## STATED EXERCISE
Reproduce the material in full, exactly as written.

Raw records

------------------------------------------------------------

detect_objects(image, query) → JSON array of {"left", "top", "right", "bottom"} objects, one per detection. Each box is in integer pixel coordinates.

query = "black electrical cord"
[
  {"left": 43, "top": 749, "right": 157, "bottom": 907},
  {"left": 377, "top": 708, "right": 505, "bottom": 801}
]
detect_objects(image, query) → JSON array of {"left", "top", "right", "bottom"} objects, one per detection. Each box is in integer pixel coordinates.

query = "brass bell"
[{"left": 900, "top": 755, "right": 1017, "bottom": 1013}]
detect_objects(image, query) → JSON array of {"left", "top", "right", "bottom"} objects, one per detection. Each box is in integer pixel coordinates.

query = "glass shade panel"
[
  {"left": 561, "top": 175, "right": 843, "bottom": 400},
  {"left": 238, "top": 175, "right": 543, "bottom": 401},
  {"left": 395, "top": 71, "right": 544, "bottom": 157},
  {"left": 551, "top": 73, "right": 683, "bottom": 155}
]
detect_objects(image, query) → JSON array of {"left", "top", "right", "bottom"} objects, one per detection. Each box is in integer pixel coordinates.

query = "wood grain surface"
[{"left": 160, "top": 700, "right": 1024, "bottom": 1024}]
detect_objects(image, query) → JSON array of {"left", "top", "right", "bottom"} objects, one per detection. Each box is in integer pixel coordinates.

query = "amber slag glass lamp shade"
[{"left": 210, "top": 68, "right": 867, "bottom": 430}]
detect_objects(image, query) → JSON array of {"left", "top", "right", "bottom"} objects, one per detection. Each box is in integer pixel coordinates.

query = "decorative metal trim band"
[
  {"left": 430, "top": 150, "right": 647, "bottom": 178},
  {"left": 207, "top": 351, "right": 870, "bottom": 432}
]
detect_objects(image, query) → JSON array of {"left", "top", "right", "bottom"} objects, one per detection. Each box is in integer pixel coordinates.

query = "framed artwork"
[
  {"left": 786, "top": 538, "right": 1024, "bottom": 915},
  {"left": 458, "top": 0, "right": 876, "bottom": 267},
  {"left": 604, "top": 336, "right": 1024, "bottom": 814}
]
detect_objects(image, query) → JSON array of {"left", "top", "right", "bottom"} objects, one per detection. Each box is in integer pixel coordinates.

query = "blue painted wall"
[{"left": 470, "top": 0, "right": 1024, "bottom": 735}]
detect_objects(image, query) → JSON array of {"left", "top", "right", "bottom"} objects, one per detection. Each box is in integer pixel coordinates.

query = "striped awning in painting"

------------------------------------------------------------

## THE RESULT
detect_objects(image, query) → JSON array of {"left", "top", "right", "bottom"} objects, one per detection. Each box is in integer pixel coordinates.

query = "black electrical cord"
[
  {"left": 43, "top": 749, "right": 157, "bottom": 907},
  {"left": 377, "top": 708, "right": 505, "bottom": 801}
]
detect_objects(image, query) → JSON array of {"left", "top", "right", "bottom"} objects, one per detection. Each box is in integer pixel coordinates.

query = "brass bell"
[{"left": 900, "top": 755, "right": 1017, "bottom": 1013}]
detect_objects(image, query) → JSON array of {"left", "top", "right", "bottom"} objects, one per detection. Each box is in integer pixel coordinates.

query = "glass shade panel"
[
  {"left": 561, "top": 175, "right": 843, "bottom": 400},
  {"left": 238, "top": 175, "right": 543, "bottom": 401},
  {"left": 395, "top": 71, "right": 544, "bottom": 157},
  {"left": 551, "top": 73, "right": 683, "bottom": 155}
]
detect_objects(image, query) → JSON array of {"left", "top", "right", "bottom"} objects, one per detection. Each box is in integer pixel coordinates.

query = "wood grain surface"
[{"left": 160, "top": 700, "right": 1024, "bottom": 1024}]
detect_objects(image, query) → JSON array of {"left", "top", "right", "bottom"} objects, one per detection. Each box is in integer pixel coordinates.

query = "amber slag glass lamp shade"
[{"left": 210, "top": 68, "right": 867, "bottom": 430}]
detect_objects(image, query) → JSON array of {"left", "top", "right", "bottom"} objects, one per detection. Each box is in integer pixel coordinates.

query = "decorative metal trim band"
[
  {"left": 430, "top": 150, "right": 647, "bottom": 178},
  {"left": 207, "top": 351, "right": 870, "bottom": 432}
]
detect_objects(image, query) → JSON array of {"left", "top", "right", "bottom"} objects, one per detection. Each box is in integer pixel coordinates.

query = "framed artwork"
[
  {"left": 786, "top": 538, "right": 1024, "bottom": 915},
  {"left": 458, "top": 0, "right": 876, "bottom": 267},
  {"left": 604, "top": 336, "right": 1024, "bottom": 814}
]
detect_objects(image, query) → JSON array of {"left", "top", "right", "bottom"} objects, one per detection. Each box is in integer pixel coordinates.

query = "blue painted wall"
[{"left": 470, "top": 0, "right": 1024, "bottom": 735}]
detect_objects(image, query) → JSON array of {"left", "top", "right", "bottom"} objects, one per detection. Each box is in integer pixel coordinates.

query = "striped awning in painting"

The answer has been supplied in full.